EXTRATO DO TEXTO:
/---

O modelo de funcionamento autogestionado não havia anteriormente impedido a construção coletiva, mesmo por organizações que – ao contrário de nós – não defendem a autogestão como princípio e horizonte político. Foram mais de cem estudantes que passaram por reuniões do Centro Acadêmico nos últimos três anos, pessoas que construíram a entidade e diversas lutas através da autogestão. Ao contrário de ser o que possibilita a pluralidade nas discussões e nas construções, como se vê pelo histórico do CABio, a autogestão agora é apontada pela JR como uma forma que impossibilita a definição de um programa de lutas ou de um horizonte revolucionário, além de não ser democrática como seria um processo eleitoral. A JR é uma organização de juventude vinculada à corrente trotskista O Trabalho (OT), o qual faz parte do Partido dos Trabalhadores (PT). Vale ressaltar que essa organização tem militado nos últimos meses com centralidade na candidatura de Lula em 2018.
 
Por isso, queremos aproveitar esse momento para aprofundar o que entendemos por autogestão, como meio e horizonte de luta na construção de uma sociedade organizada desde baixo, permeada pela autonomia. Além disso, queremos pontuar por que consideramos o CABio autogestinado um espaço legítimo, em sua organização e ação.
 
O que a Centospé defende quando fala de autogestão?
 
A palavra autogestão é relativamente recente na história das lutas sociais. Seu primeiro uso provável foi nos anos de 1950 na Iugoslávia socialista, como oposição ao modelo de forte centralização, expansão industrial e imperialismo soviéticos. Nasce para língua, portanto, em servo-croata: samoupravlje. Entretanto, antes de ser palavra, já era prática. Herança histórica das lutas dos povos oprimidos, a autogestão esteve presente no funcionamento da Comuna de Paris em 1871, a primeira experiência de autogoverno inspirada no socialismo da história; também entre sovietes livres da Revolução Russa (1917); e na Revolução Espanhola em 1936, quando a cidade e o campo foram organizados de baixo pra cima.
 
Mais do que esses exemplos, vemos a autogestão viva como palavra e prática ainda hoje, desde Chiapas até Rojava. Ela vive com indígenas zapatistas no México, que praticam uma revolução de autonomia e autogoverno desde 1994; também vive na Revolução Curda, que estabeleceu vastas áreas de autogoverno entre a Síria e Turquia, a partir da democracia de base, da participação feminina, do anticapitalismo e da negação do Estado. Além disso, aqui mesmo no Brasil, ocupações de escolas e universidades em 2015 e 2016 foram construídas de forma autogestionada. Na maioria das escolas, as decisões foram tomadas pelas próprias estudantes de base, que pegaram na mão a tarefa da ação política, ao invés de delegar a função para outras representantes. Então, quando se ataca a autogestão em 2017, o que se está atacando também é o legado das maiores lutas estudantis das últimas décadas.

\---

EXTRATO DOS DADOS:

/---

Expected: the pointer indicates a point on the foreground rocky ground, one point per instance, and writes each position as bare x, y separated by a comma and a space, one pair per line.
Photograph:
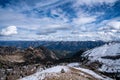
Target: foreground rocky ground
41, 63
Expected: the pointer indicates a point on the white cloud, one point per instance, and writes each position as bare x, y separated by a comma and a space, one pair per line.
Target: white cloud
11, 30
82, 20
92, 2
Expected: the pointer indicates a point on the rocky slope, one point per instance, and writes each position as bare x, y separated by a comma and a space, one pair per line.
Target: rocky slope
65, 73
105, 59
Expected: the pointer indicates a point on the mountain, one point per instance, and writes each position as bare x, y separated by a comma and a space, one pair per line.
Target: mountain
105, 59
55, 45
65, 73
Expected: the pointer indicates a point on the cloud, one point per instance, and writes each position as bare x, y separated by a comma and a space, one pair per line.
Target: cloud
58, 20
93, 2
11, 30
82, 20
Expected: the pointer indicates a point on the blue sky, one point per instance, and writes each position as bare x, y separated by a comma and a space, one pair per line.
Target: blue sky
67, 20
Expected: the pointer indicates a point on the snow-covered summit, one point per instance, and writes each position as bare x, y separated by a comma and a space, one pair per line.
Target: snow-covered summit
108, 55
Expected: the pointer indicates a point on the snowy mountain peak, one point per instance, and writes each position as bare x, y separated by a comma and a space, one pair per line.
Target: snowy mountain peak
108, 55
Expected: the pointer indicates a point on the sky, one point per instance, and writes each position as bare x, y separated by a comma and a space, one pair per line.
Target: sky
60, 20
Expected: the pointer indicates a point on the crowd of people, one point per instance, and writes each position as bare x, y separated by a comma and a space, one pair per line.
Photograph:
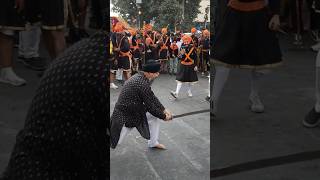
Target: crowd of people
178, 53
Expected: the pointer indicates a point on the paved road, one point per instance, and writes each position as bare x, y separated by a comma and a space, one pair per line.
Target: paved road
187, 140
240, 136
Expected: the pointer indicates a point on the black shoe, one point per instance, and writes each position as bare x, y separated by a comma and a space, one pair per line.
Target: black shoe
34, 63
312, 119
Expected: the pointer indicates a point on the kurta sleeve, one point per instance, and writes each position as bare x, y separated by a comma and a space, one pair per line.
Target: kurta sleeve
152, 103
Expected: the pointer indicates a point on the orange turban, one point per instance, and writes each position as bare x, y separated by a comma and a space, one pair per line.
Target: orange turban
148, 27
206, 32
132, 32
164, 30
118, 27
148, 41
193, 30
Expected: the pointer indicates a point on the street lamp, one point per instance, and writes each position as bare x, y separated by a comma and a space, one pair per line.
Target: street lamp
139, 19
138, 3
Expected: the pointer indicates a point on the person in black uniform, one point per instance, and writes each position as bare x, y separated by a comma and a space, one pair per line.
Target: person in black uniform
121, 48
246, 38
187, 72
66, 132
138, 107
164, 48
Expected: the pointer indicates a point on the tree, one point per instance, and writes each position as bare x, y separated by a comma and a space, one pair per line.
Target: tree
163, 12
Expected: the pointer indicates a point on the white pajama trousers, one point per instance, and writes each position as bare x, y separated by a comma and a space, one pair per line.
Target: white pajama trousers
154, 126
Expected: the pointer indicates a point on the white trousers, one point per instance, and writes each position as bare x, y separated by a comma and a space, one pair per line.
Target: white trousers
154, 126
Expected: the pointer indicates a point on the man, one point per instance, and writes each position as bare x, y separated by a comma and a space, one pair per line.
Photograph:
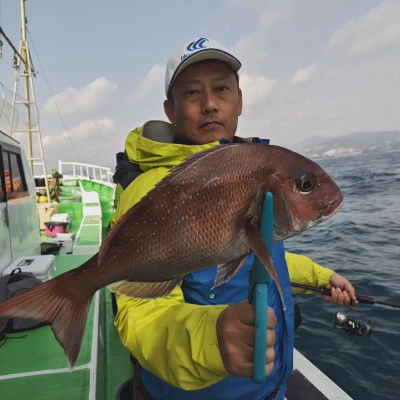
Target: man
198, 342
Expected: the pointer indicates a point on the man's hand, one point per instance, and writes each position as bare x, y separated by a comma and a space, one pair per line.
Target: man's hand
235, 332
342, 291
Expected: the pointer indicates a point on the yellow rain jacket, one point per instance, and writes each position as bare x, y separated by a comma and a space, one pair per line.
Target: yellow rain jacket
174, 340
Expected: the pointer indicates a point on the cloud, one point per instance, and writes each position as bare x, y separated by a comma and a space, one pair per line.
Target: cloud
378, 29
256, 88
266, 14
86, 100
84, 131
303, 75
153, 81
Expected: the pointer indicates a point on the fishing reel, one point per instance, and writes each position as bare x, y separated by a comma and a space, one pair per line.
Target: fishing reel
351, 326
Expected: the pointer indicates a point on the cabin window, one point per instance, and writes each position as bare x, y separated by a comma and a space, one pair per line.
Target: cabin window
14, 178
2, 195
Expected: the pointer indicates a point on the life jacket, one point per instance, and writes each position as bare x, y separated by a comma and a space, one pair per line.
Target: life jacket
196, 289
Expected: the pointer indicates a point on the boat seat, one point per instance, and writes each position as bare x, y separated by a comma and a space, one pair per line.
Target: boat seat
89, 237
90, 201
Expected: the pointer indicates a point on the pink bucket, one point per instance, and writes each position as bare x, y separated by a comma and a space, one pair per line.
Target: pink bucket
53, 228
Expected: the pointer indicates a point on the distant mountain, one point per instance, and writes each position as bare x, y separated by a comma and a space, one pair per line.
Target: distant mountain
352, 143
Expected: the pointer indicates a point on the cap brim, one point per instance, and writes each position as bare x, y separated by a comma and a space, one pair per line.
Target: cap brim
206, 54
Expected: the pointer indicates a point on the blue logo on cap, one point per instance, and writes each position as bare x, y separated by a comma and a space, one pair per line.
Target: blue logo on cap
197, 45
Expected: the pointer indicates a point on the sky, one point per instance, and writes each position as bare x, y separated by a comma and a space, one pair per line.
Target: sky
310, 67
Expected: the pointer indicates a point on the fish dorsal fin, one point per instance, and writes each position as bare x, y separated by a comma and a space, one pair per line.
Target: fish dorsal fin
190, 161
144, 290
228, 270
172, 177
257, 244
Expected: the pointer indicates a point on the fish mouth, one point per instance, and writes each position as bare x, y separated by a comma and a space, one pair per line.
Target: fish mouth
332, 208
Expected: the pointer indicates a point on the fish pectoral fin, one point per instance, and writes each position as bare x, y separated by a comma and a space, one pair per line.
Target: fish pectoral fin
228, 270
144, 290
256, 243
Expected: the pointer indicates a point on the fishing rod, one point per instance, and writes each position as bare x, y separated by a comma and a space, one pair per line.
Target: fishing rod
360, 297
342, 321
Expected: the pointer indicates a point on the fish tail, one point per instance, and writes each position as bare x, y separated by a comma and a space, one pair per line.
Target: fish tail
59, 302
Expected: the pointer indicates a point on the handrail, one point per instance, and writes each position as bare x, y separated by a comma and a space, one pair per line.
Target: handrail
89, 172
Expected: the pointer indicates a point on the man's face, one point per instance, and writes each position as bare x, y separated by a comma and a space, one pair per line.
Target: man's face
206, 102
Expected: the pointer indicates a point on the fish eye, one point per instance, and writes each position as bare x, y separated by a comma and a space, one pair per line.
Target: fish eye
306, 182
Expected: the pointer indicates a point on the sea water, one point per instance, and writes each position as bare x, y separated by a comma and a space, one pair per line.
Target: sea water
361, 242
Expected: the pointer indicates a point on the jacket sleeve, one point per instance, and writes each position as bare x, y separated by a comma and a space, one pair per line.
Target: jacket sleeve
303, 270
174, 340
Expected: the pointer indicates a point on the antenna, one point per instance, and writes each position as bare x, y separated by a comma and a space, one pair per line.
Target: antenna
27, 102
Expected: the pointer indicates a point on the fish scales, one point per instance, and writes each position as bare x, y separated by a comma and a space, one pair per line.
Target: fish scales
205, 212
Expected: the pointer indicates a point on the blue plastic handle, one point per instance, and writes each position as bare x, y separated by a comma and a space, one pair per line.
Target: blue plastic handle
259, 280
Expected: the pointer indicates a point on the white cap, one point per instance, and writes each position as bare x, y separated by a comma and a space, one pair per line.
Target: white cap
197, 50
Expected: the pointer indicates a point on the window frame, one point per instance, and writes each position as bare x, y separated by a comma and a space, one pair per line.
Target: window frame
6, 149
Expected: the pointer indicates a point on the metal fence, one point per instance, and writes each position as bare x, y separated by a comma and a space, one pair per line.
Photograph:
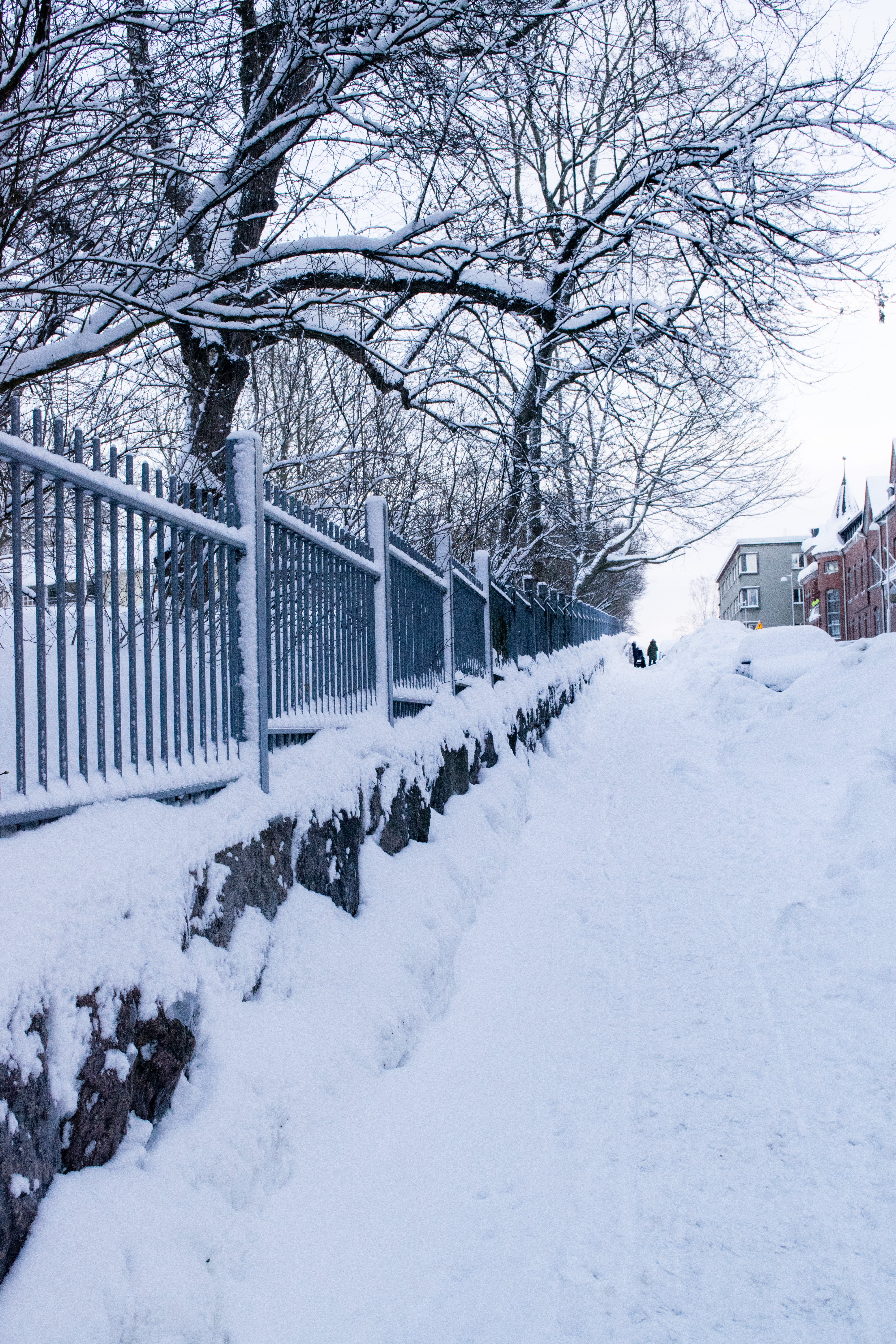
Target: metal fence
418, 628
151, 674
322, 662
185, 634
469, 631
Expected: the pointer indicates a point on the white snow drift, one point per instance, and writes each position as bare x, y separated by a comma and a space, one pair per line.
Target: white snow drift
613, 1058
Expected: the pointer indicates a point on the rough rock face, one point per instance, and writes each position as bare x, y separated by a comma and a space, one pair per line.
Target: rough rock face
29, 1150
139, 1066
261, 876
328, 859
138, 1069
453, 778
409, 819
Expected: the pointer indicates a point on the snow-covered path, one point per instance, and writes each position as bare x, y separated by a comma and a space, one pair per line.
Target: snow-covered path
633, 1123
657, 1104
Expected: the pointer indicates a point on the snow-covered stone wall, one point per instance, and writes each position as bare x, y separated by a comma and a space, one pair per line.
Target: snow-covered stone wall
100, 998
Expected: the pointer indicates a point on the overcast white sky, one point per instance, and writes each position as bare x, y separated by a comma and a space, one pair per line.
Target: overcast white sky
850, 409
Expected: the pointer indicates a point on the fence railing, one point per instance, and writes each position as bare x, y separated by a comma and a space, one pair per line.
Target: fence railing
170, 638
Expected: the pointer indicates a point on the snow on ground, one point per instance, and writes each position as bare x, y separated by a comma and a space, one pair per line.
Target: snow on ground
613, 1058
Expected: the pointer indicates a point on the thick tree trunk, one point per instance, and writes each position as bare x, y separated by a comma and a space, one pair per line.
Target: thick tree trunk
217, 374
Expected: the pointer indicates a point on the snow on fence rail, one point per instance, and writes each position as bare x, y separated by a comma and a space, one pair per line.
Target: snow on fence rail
215, 616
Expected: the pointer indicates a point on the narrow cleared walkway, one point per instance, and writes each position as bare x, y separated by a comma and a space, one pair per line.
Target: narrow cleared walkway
639, 1119
656, 1103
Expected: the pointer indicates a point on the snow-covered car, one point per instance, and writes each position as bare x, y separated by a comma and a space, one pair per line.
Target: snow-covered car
778, 657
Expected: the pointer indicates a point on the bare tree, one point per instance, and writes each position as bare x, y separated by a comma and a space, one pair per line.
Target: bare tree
703, 604
191, 171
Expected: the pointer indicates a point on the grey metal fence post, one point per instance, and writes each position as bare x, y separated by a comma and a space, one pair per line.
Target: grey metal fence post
378, 538
246, 503
483, 562
444, 561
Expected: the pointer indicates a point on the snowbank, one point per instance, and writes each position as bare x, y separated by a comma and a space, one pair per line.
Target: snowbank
778, 657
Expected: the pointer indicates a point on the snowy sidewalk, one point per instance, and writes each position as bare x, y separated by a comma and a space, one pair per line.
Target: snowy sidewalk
656, 1104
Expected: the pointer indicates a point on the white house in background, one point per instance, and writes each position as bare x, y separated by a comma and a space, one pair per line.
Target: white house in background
760, 583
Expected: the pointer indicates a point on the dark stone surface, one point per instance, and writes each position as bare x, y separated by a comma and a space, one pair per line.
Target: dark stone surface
476, 763
453, 778
261, 876
158, 1052
377, 802
164, 1049
328, 859
409, 819
99, 1124
29, 1148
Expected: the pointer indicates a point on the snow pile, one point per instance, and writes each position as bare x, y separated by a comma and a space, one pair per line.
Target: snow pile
103, 898
648, 1096
778, 657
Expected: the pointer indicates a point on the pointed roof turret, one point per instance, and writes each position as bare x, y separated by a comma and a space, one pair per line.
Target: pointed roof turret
846, 506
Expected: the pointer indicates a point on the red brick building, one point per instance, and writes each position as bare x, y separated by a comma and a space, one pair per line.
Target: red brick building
850, 587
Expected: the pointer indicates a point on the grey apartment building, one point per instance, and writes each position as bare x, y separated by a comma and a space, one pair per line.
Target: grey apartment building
760, 583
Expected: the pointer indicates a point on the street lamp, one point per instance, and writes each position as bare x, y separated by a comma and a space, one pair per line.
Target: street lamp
788, 580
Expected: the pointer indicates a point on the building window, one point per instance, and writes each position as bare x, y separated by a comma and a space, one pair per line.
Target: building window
832, 599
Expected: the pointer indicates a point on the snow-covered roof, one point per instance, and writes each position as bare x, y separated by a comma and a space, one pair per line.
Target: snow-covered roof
760, 541
828, 537
879, 497
846, 505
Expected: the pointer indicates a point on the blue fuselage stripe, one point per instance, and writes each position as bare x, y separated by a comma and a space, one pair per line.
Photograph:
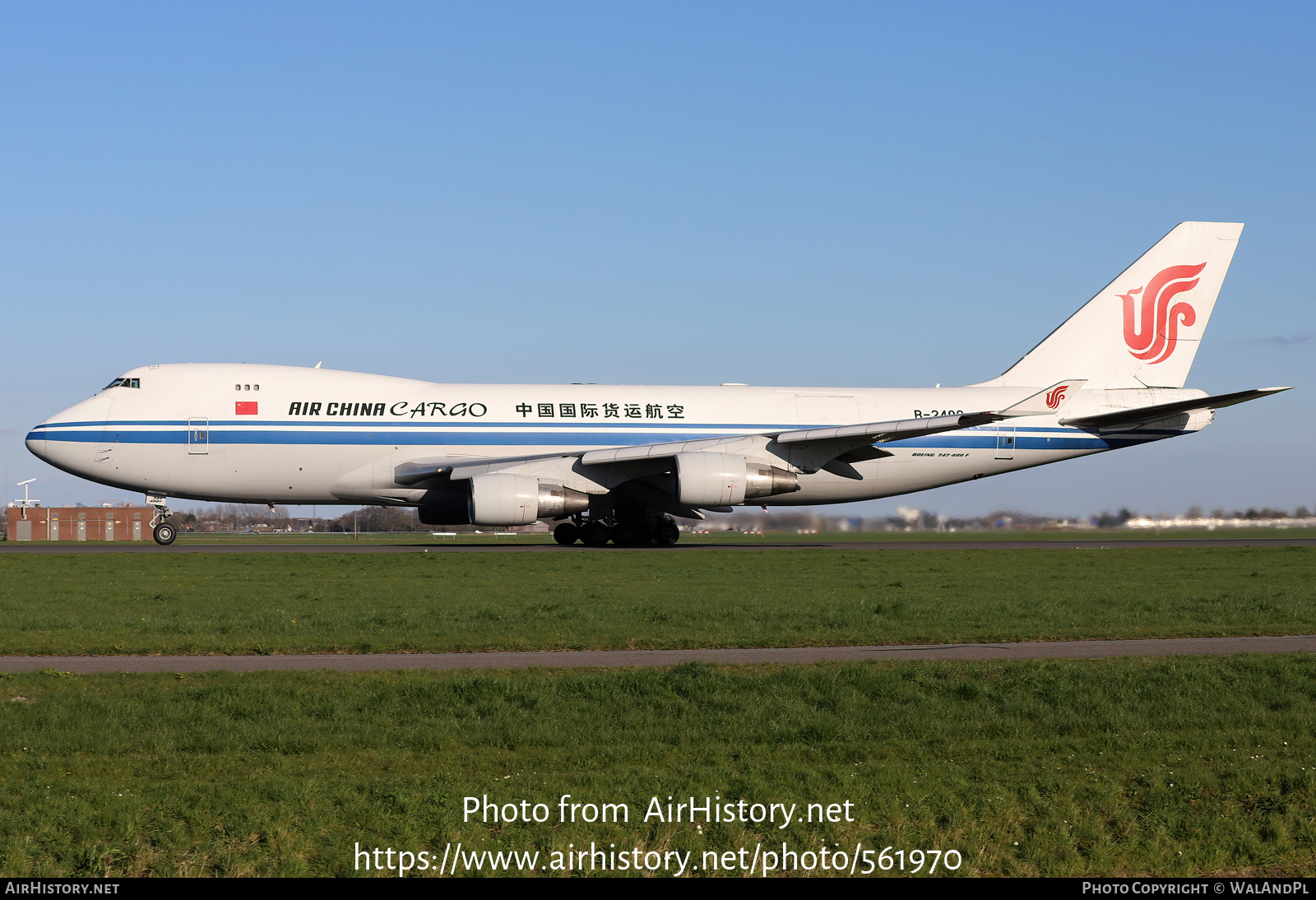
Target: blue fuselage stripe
1026, 438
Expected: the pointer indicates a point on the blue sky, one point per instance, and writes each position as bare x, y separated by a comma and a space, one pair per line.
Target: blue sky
776, 193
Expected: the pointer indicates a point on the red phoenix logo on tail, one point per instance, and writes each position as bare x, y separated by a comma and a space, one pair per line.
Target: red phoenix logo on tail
1056, 395
1155, 333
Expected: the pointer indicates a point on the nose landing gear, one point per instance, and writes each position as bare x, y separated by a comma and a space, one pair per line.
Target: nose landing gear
164, 531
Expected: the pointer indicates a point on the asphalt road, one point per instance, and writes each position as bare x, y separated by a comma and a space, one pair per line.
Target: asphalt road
684, 546
655, 658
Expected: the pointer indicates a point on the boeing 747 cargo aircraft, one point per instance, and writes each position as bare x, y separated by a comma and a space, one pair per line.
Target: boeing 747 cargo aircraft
618, 462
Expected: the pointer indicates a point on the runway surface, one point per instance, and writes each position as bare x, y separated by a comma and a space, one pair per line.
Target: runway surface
684, 546
656, 658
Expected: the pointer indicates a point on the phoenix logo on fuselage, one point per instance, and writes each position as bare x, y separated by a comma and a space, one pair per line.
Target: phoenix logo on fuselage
1155, 333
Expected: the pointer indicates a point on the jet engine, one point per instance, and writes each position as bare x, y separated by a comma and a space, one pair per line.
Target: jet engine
724, 479
506, 499
500, 499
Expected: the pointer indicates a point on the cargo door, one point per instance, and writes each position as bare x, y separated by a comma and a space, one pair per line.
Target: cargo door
197, 436
1004, 443
826, 410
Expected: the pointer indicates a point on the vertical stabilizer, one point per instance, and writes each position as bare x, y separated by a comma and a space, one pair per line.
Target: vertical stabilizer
1142, 329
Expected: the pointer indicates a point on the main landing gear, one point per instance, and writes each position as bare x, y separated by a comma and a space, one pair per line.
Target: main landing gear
628, 531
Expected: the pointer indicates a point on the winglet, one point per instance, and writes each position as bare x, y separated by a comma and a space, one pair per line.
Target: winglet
1046, 401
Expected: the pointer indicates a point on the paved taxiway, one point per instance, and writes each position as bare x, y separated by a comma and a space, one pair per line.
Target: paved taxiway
653, 658
688, 546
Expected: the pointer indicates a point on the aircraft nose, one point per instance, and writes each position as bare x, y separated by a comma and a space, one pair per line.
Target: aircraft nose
63, 438
37, 441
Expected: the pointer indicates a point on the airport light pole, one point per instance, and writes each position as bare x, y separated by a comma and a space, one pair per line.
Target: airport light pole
25, 502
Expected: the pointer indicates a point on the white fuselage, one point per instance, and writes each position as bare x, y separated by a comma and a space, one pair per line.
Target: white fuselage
249, 434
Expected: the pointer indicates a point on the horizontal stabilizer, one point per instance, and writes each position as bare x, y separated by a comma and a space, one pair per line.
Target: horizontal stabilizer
1122, 417
885, 432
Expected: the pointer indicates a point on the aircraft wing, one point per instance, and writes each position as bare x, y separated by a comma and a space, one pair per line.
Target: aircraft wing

\---

OBJETIVO DO EXERCÍCIO: Escreva a continuação do texto sobre autogestão, começando logo depois da última frase.

RESPOSTA DA TAREFA:
Acreditamos, então, que a autogestão não é apenas um método ou formato de organização, mas a negação do princípio político da representatividade burguesa, onde nossa capacidade política é entregue para outra pessoa, como uma alienação da nossa força de pensar e agir politicamente. Trata-se, portanto, de um método fundado na autonomia, o que propicia a atividade criadora individual e coletiva, possibilitando que novas relações sociais sejam tecidas ali e também que novas estratégias de luta surjam. Isso tudo graças a autonomia advinda da não-hierarquização de sujeitos a quem não competem posições fixas de trabalho: na autogestão há a necessidade de superar as dicotomias entre o trabalho manual e o intelectual, entre as pessoas que só pensam e as que só fazem, entre as dirigentes e as executoras. Adotamos, pois, a autogestão como um princípio porque ela é um bom método para as lutas que agora travamos, mas principalmente porque ela é um horizonte revolucionário de sociedade, com o autogoverno das classes oprimidas. Se os fins são esses, não podemos escolher outros meios. E é por isso que negamos as formas organizativas que nos eduquem em sentido oposto ao desejado.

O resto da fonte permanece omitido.